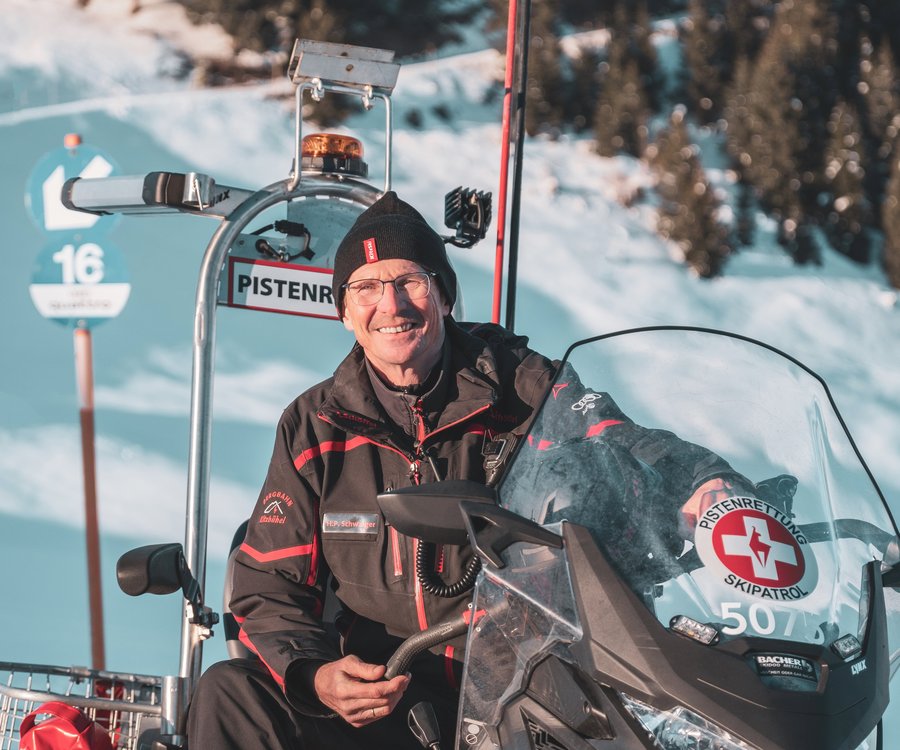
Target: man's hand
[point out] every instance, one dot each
(355, 690)
(706, 495)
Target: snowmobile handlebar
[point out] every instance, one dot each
(419, 642)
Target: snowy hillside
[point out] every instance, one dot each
(590, 263)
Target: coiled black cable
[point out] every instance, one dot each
(432, 583)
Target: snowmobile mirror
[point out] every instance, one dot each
(431, 512)
(492, 529)
(153, 569)
(154, 192)
(469, 213)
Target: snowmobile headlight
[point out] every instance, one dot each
(698, 631)
(680, 728)
(333, 153)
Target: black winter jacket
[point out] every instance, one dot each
(335, 450)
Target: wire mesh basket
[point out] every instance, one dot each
(127, 706)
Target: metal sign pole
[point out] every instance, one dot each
(84, 375)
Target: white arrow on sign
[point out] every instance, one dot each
(56, 215)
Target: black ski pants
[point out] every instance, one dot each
(238, 706)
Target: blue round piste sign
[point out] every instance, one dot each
(79, 283)
(42, 195)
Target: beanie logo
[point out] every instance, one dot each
(370, 250)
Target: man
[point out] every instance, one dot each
(418, 399)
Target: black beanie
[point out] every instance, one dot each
(391, 228)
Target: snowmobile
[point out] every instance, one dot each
(596, 621)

· · · · · · ·

Swap every "snowmobile" in the records above for "snow scooter", and write all the records out again with nothing else changed. Leave the pictures out of your answer.

◆ Problem solution:
Target: man's hand
[point out] every instance, one dot each
(355, 690)
(706, 495)
Target: snow scooter handlebar
[point out] every instance, one dot each
(419, 642)
Target: snowy hillside
[point out] every instance, one dot each
(590, 263)
Target: coiled black cable
[point out] every instance, one dot each
(432, 583)
Target: snow scooter mirror
[point out] every instance, one dot each
(431, 512)
(492, 529)
(153, 569)
(154, 192)
(469, 213)
Target: snow scooter headlight
[point out] every instance, one dot each
(698, 631)
(680, 728)
(333, 153)
Target: black winter jacket
[point out] every instance, one dot each
(335, 450)
Target: wire mesh basket
[point out] every instance, one dot each
(127, 706)
Target: metal sign pole
[point out] every instance, one dot each
(84, 375)
Target: white arrow on sign
[point out] every instance, one dot each
(56, 215)
Target: black ski pants
[point out] every instance, one dot each
(238, 706)
Target: blue round piste sign
[point out] every instance, one dot each
(79, 283)
(42, 195)
Target: beanie logo
[point out] every instance, one dot each
(370, 250)
Target: man
[point out] every instance, one dot each
(418, 399)
Target: black beanie
[point out] every instance, one dot each
(391, 228)
Target: snow scooter
[point out] every instance, one dot each
(596, 621)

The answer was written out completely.